■ Directions for this task ■
Output every entry exactly as given.

■ Data for the task ■
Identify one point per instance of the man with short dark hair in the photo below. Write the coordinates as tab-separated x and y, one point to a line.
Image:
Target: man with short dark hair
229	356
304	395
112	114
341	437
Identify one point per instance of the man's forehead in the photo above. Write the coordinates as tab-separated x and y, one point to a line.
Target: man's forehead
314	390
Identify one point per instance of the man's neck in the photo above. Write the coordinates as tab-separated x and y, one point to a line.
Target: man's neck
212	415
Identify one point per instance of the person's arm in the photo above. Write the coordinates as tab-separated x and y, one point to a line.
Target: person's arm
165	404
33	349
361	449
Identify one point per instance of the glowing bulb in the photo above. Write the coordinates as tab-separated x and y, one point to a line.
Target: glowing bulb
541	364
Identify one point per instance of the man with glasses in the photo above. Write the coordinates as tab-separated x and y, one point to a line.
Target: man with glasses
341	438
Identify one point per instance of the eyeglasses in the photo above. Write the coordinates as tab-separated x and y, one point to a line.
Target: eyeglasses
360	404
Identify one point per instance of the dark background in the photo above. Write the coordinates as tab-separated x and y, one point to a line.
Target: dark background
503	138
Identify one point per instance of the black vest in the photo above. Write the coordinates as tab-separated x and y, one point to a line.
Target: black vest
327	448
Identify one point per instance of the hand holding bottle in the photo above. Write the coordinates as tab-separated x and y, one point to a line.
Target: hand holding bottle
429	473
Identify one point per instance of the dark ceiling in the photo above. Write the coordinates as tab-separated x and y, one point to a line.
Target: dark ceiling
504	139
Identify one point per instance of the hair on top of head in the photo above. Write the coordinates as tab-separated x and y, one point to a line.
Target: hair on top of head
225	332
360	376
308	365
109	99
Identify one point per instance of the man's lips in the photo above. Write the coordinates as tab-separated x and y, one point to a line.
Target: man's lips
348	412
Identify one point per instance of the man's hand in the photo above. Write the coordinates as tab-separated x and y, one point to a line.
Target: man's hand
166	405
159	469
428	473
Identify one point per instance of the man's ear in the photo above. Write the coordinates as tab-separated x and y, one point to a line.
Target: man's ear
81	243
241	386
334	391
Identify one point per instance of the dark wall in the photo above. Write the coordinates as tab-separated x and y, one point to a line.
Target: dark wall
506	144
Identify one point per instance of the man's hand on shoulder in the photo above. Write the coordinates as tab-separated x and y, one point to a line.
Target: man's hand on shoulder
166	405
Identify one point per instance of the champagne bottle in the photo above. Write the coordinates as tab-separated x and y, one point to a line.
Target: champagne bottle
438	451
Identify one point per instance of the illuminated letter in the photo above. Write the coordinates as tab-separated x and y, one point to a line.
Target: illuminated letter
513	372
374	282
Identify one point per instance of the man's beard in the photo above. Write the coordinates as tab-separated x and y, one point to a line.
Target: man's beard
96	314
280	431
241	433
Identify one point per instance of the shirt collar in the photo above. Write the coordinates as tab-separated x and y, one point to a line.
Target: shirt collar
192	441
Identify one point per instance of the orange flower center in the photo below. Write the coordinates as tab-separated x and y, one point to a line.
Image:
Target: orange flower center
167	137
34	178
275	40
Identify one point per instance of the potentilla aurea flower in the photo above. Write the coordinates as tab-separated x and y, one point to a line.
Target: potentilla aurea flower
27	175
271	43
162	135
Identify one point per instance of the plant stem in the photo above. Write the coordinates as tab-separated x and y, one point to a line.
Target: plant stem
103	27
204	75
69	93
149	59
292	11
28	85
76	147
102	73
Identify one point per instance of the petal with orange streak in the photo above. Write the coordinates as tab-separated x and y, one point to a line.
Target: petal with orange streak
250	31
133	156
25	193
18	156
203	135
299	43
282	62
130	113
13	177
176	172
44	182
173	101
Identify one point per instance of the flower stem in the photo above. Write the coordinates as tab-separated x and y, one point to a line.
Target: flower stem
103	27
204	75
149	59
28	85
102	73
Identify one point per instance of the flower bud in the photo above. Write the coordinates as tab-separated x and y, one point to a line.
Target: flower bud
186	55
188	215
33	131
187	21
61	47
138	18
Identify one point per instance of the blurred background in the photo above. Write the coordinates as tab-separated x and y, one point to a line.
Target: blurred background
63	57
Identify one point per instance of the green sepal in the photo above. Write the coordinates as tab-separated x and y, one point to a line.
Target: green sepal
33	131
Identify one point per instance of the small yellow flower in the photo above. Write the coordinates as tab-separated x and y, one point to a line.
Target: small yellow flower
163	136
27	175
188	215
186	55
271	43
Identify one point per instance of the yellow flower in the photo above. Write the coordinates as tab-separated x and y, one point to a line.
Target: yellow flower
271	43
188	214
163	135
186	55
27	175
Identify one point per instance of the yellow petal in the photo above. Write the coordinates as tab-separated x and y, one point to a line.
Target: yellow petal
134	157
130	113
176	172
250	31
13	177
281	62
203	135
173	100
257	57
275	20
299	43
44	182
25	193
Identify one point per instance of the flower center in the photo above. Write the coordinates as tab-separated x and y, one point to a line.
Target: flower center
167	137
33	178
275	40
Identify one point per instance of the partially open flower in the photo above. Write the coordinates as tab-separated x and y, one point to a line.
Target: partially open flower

■ Task output ■
Identify one point per instance of the man with short dark hair in the photo below. Write the coordinates as tab-separated x and y, one point to a line.
Image:
Target: man with short dark hair
229	356
304	395
112	114
341	437
Identify one point per instance of the man's forehead in the photo above. Write the coordinates as tab-separated x and y, one point to a line.
Target: man's forehead
314	390
Identify one point per instance of the man's neck in the photo above. Write the coordinates as tab-separated x and y, one point to a line.
Target: man's neck
212	415
Identify one point per instance of the person's arm in the photo above. Write the coordinates as tab-separated x and y, one point to a line.
Target: person's arm
165	404
33	349
361	449
Identify one point per instance of the glowing bulb in the photo above. Write the coordinates as tab-separated x and y, one point to a line.
Target: glowing bulb
541	364
Identify one point per instance of the man with glasses in the photo above. Write the coordinates as tab-separated x and y, one point to a line.
Target: man with glasses
341	438
Identify one point per instance of the eyeglasses in the photo above. Write the coordinates as tab-separated x and y, one point to a line.
Target: eyeglasses
360	404
Identify one point per instance of the dark background in the photo above. Write the coordinates as tab-separated x and y, one point to a line.
Target: dark background
503	138
Identify one point per instance of the black vest in the photo above. Write the coordinates as tab-separated x and y, one point to a line.
Target: black vest
327	448
Identify one point per instance of the hand holding bottle in the photo above. Write the coordinates as tab-separated x and y, one point to a line.
Target: hand holding bottle
429	473
Identify one point per instance of the dark ceiling in the photo above. Write the coordinates as tab-separated x and y, one point to a line.
Target: dark ceiling
504	139
Identify one point per instance of the hair on top of head in the photo above. Write the coordinates as tab-separated x and y, one point to a line.
Target: hair on top of head
225	332
360	376
308	365
109	99
Identify one point per instance of the man's lips in the photo above. Write the coordinates as tab-separated x and y, one point to a line.
Target: man's lips
348	412
Identify one point per instance of the man's hand in the photo above. Write the coordinates as tab-separated x and y, one point to a line.
Target: man's hand
166	405
159	469
428	473
Identify one point per instance of the man's ear in the photo above. Write the coordinates as tab-separated x and y, one point to a line.
Target: man's ear
81	243
241	386
334	391
Identify one point per instance of the dark wall in the photo above. Write the coordinates as tab-separated x and y, one point to a line.
Target: dark wall
506	144
Identify one point per instance of the man's hand on shoulder in the photo above. Write the coordinates as tab-separated x and y, one point to a line.
Target: man's hand on shoulder
166	405
Identify one point per instance of the champagne bottle in the photo above. Write the coordinates as tab-separated x and y, one point to a line.
Target: champagne bottle
438	451
Identify one point per instance of the illuminated letter in the photo above. Write the coordinates as tab-separated x and y, one point to a line.
Target: illuminated letter
513	372
374	282
Identify one point per instance of the man's beard in the photo above. Write the coordinates as tab-separated x and y, one point to a line.
Target: man's beard
96	314
280	431
241	433
Identify one point per instance of the shirt collar in the photo above. Write the coordinates as tab-separated x and y, one point to a line.
Target: shirt collar
192	441
Identify one point per instance of the orange flower center in the photo below. Write the coordinates as tab-separated x and y, one point to a line.
Image:
Target: orange flower center
167	137
34	178
275	40
Identify one point per instance of the potentilla aurea flower in the photo above. Write the coordinates as tab-separated x and y, one point to a line.
Target: potentilla aurea flower
27	175
271	43
162	135
Identify one point per instance of the plant stem in the photo above. Write the coordinates as tab-separated x and y, one point to a line.
Target: plant stem
103	27
204	75
69	93
149	59
292	11
28	85
76	147
102	73
Identify one point per instance of the petal with orange streak in the photo above. Write the coordinates as tab-separated x and y, one point to a line.
Target: petal with orange streak
250	31
133	156
25	193
18	156
203	135
299	43
282	62
130	113
13	177
176	172
44	182
173	101
Identify one point per instance of the flower stem in the photo above. Write the coordinates as tab-separated x and y, one point to a line.
Target: flower stem
103	27
204	75
149	59
28	85
102	73
Identify one point per instance of the flower bud in the photo above. Write the coordinates as tab-separated x and y, one point to a line.
Target: flower bud
186	55
188	215
33	131
187	21
61	47
138	18
Identify one point per instance of the blurred background in the photo above. Write the coordinates as tab-separated x and y, one point to a line.
Target: blurred background
63	57
Identify one point per instance of the green sepal in the photo above. Write the coordinates as tab-separated x and y, one point to a line.
Target: green sepal
33	131
Identify one point per instance of the small yellow flower in the photo above. Write the coordinates as tab-separated x and y, one point to a line.
Target: small yellow flower
163	136
27	175
188	215
186	55
271	43
Identify one point per instance of the yellow flower in the photo above. Write the coordinates as tab-separated x and y, one point to a line.
Target: yellow flower
271	43
188	214
163	135
186	55
27	175
Identify one point per instance of the yellow petal in the photo above. Write the coordinates as tab-separated x and y, one point to a line.
Target: yellow petal
134	157
130	113
176	172
250	31
13	177
281	62
203	135
173	100
257	57
275	20
299	43
44	182
25	193
Identify one point per instance of the flower center in the photo above. Write the coordinates as tab-separated x and y, one point to a line.
Target: flower center
167	137
33	178
275	40
Identify one point per instance of the partially open flower in the photo above. Write the coordinates as tab-separated x and y, one point to a line.
Target: partially open flower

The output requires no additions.